» WHAT YOU HAVE TO DO: Can you reproduce the listing below with "instances" substituted for every "occurrences", changing nothing else?

[Bounding-box records]
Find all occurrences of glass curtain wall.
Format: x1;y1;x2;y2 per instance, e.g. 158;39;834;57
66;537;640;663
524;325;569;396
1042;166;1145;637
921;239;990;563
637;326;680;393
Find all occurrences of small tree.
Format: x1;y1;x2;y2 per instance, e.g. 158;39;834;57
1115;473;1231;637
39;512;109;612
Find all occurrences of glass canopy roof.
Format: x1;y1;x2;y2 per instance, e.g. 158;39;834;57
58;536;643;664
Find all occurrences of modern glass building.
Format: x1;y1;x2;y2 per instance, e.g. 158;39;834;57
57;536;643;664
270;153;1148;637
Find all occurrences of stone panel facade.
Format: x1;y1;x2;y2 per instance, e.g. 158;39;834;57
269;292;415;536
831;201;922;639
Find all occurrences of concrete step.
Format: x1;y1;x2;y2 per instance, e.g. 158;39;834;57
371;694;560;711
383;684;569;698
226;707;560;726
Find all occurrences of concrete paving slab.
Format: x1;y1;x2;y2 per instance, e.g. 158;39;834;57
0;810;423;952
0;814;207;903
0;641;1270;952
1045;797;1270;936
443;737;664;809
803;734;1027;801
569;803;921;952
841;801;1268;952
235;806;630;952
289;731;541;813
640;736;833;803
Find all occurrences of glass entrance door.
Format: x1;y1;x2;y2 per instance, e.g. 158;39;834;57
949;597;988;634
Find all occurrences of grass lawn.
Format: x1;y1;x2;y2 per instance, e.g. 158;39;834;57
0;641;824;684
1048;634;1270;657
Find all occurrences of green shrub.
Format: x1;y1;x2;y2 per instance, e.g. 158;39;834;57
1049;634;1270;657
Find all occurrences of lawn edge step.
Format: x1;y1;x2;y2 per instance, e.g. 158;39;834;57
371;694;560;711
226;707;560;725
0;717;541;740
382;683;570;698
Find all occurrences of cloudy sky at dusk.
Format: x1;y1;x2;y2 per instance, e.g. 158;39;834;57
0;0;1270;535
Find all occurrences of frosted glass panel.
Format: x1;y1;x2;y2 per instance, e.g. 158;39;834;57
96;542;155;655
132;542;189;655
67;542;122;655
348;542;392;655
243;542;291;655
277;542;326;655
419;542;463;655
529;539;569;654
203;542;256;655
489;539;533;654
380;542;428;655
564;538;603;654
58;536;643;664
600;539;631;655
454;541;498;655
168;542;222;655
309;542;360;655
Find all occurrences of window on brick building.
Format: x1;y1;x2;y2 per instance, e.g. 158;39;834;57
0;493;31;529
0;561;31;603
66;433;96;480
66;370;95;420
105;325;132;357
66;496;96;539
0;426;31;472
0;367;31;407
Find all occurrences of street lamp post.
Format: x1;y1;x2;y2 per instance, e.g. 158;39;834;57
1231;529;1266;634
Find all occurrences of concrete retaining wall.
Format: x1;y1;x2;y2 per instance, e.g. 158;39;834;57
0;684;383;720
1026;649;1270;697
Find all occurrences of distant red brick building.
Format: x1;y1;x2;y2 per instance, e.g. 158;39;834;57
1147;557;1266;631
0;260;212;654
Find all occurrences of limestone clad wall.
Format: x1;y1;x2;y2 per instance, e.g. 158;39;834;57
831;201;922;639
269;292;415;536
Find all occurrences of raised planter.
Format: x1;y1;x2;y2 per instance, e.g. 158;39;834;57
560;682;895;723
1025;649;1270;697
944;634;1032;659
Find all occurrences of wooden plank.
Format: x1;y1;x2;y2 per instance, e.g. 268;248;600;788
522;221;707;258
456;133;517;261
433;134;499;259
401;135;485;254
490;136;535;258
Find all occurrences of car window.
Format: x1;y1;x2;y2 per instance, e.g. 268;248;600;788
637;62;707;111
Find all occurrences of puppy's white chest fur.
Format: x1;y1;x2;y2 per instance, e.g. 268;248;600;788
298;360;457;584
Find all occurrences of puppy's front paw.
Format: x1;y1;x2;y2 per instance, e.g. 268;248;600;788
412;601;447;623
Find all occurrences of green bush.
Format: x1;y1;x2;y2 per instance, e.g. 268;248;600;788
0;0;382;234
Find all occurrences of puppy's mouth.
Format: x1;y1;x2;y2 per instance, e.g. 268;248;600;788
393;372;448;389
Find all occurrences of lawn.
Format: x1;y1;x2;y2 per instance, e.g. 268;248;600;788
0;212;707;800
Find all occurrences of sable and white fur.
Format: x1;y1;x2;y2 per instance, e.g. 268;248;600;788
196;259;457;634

» THE SOLUTION:
Find all instances of glass curtain wall.
Format: x1;y1;x2;y2 per instance, e.g. 158;39;834;57
66;537;640;663
524;325;569;396
1042;166;1145;637
921;239;990;563
637;326;680;393
Find all instances of small tree.
Format: x1;y1;x2;y2 per instance, e.g. 158;39;834;57
1115;473;1231;637
39;512;109;612
Find all instances of glass canopy roof.
Format: x1;y1;x2;y2 per instance, e.g. 158;39;834;57
58;536;643;664
Find all instances of modern glass building.
Format: x1;y1;x2;y2 per instance, e.g. 158;39;834;57
57;536;643;664
270;153;1148;637
Find all instances of stone panel facade.
Format: x1;y1;x2;y2 per instance, e.g. 158;39;834;57
269;292;415;536
831;201;922;639
Find all instances of concrete step.
Format: x1;y1;x2;y2 per instance, e.g. 158;39;834;57
371;694;560;711
383;684;569;698
226;707;560;726
Find all instances of concrete paving slab.
Format: x1;y1;x2;y2 per instance, e.g. 158;39;834;57
0;810;423;952
0;814;207;903
0;641;1270;952
1045;797;1270;936
443;737;664;809
803;734;1027;801
569;803;921;952
841;801;1268;952
235;806;630;952
289;731;541;813
640;736;833;803
Find all instances of glass entrance door.
Format: x1;y1;x2;y2 per instance, e.g. 158;39;834;57
949;597;988;634
Find all instances of grass lawn.
Format: x1;y1;x2;y2 per instance, e.g. 158;39;834;57
0;641;824;684
1048;634;1270;657
Find all instances of green shrub.
Format: x1;y1;x2;y2 per instance, e.g. 158;39;834;57
1049;634;1270;657
Find all instances of lawn edge step.
Format: x1;y1;x2;y2 per instance, e.g. 158;39;834;57
371;694;560;711
226;707;560;725
0;717;541;740
382;683;570;698
Find all instances of cloudy sky at dusk.
Format: x1;y1;x2;y2 per instance, e.g. 158;39;834;57
0;0;1270;535
Find all instances of frosted glass panel.
Format: x1;y1;x2;y2 per instance, e.g. 158;39;834;57
96;542;155;655
132;542;189;655
67;542;122;655
348;542;392;655
243;542;291;655
277;542;326;655
419;542;463;655
529;539;569;654
203;542;256;655
489;539;533;654
380;542;428;655
564;538;603;654
58;536;643;664
600;539;631;655
454;541;498;655
168;542;222;655
309;542;360;655
Find all instances of window on brick building.
Format: x1;y1;x2;y2 per instance, e.g. 158;39;834;57
0;493;31;529
0;561;31;603
66;433;96;480
66;370;95;420
105;325;132;357
66;496;96;539
0;426;31;472
0;367;31;407
Find all instances of street lamp post.
Format: x1;y1;x2;y2 per instance, e.g. 158;39;834;57
1231;529;1266;634
Find all instances of concrete retaining wall.
Format: x1;y1;x2;y2 per instance, e.g. 158;39;834;57
0;684;383;720
1026;649;1270;697
Find all instances of distant red brick building.
Format: x1;y1;x2;y2 per instance, e.g. 158;39;834;57
1147;557;1266;631
0;260;212;654
Find all instances of limestone clad wall.
Format: x1;y1;x2;y2 per instance, e.g. 158;39;834;57
831;201;922;639
269;292;415;536
Find all instances of raised planter.
Format: x1;y1;x2;y2 per instance, e.g. 158;39;834;57
560;682;895;723
1025;649;1270;697
944;634;1032;659
Find all instances of wooden plank.
Format: x1;y1;x2;y2 per instance, e.g. 268;248;600;788
522;221;707;258
456;133;517;261
433;134;499;259
401;135;485;254
490;136;535;258
Find all instances of car window.
Format: x1;y1;x2;y2 per instance, e.g. 268;248;600;788
637;62;707;111
Find all instances of puppy's white chest fur.
Format: x1;y1;x2;y2 per instance, e.g. 268;248;600;788
298;360;457;584
Find all instances of puppy's front paw.
Format: x1;y1;x2;y2 per instance, e.g. 268;248;600;788
412;601;447;623
Find all instances of green bush.
Format: x1;y1;x2;y2 per instance, e.g. 268;248;600;788
0;0;382;234
Find all instances of puppy's mouth.
Format: x1;y1;x2;y2 per instance, e.g. 268;248;600;788
393;372;448;389
Find all instances of lawn.
Format: x1;y1;x2;y2 per instance, e.g. 268;248;600;788
0;212;707;800
Find all instances of sable and white fur.
Format: x1;y1;x2;y2 per instance, e.g. 268;248;600;788
196;259;457;634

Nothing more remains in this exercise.